-- BEGIN Text segment --

The prediction error calculation processing unit 22 performs prediction error calculation processing in which division of the training data 31 into teaching data and test data, creation of a regression model (a trained model) representing a correlation between the explanatory variable and the objective variable using the teaching data, and calculation of a prediction error using the test data on the created regression model are repeated a predetermined number of times. The prediction error calculation processing corresponds to the calculating prediction errors in the invention.


As shown in FIG. 3A, first, the prediction error calculation processing unit 22 randomly divides the training data 31 into teaching data and test data. The ratio of the teaching data to the test data may be set in advance, and can be set to, e.g., 70% for the teaching data and 30% for the test data. After data division, machine learning is performed using the teaching data, and as a result of this machine learning, a regression model representing the correlation between the explanatory variable and the objective variable is created. Then, by applying the test data to the created regression model, a predicted value of the objective variable is obtained and also a prediction error representing an error between the predicted value and the measured value (a value of the objective variable in the test data) is obtained.


Mean error (ME), mean absolute error (MAE), root mean square error (RMSE), mean percentage error (MPE), mean absolute percentage error (MAPE) and root mean square percentage error (RMSPE), etc. can be used as the prediction error. More preferably, at least one of ME, MAE and RMSE and one of MPE, MAPE and RMSPE may be used as the prediction error. In the present embodiment, MAE and MAPE are used as prediction errors.

-- END Text segment --
-- BEGIN Raw data --

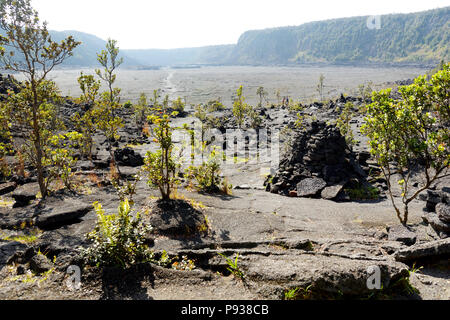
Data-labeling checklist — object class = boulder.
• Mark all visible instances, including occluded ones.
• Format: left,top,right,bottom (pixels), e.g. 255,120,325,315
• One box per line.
11,183,40,208
30,253,53,274
388,225,417,246
149,200,205,235
0,182,17,196
242,254,408,297
422,213,450,233
114,148,144,167
36,199,93,229
265,121,370,201
297,178,327,197
0,241,28,269
321,184,344,200
394,238,450,263
436,203,450,223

-- END Raw data --

Parts of the exercise:
1. List every prediction error measure that the passage on prediction error calculation names, giving both the full name and the abbreviation.
2. Rewrite the part of the passage on prediction error calculation starting at "The prediction error calculation processing unit 22 performs" and ending at "in the invention.", changing "regression model" to "predictive model".
3. Summarize the passage on prediction error calculation in two sentences.

Answers to the problems:
1. Mean error (ME), mean absolute error (MAE), root mean square error (RMSE), mean percentage error (MPE), mean absolute percentage error (MAPE), root mean square percentage error (RMSPE)

2.
The prediction error calculation processing unit 22 performs prediction error calculation processing in which division of the training data 31 into teaching data and test data, creation of a predictive model (a trained model) representing a correlation between the explanatory variable and the objective variable using the teaching data, and calculation of a prediction error using the test data on the created predictive model are repeated a predetermined number of times. The prediction error calculation processing corresponds to the calculating prediction errors in the invention.

3. The prediction error calculation processing unit repeats a process a predetermined number of times. In each round, it divides the training data into teaching data and test data, creates a regression model from the teaching data, and calculates a prediction error by applying the test data to that model, using MAE and MAPE as prediction errors in the present embodiment.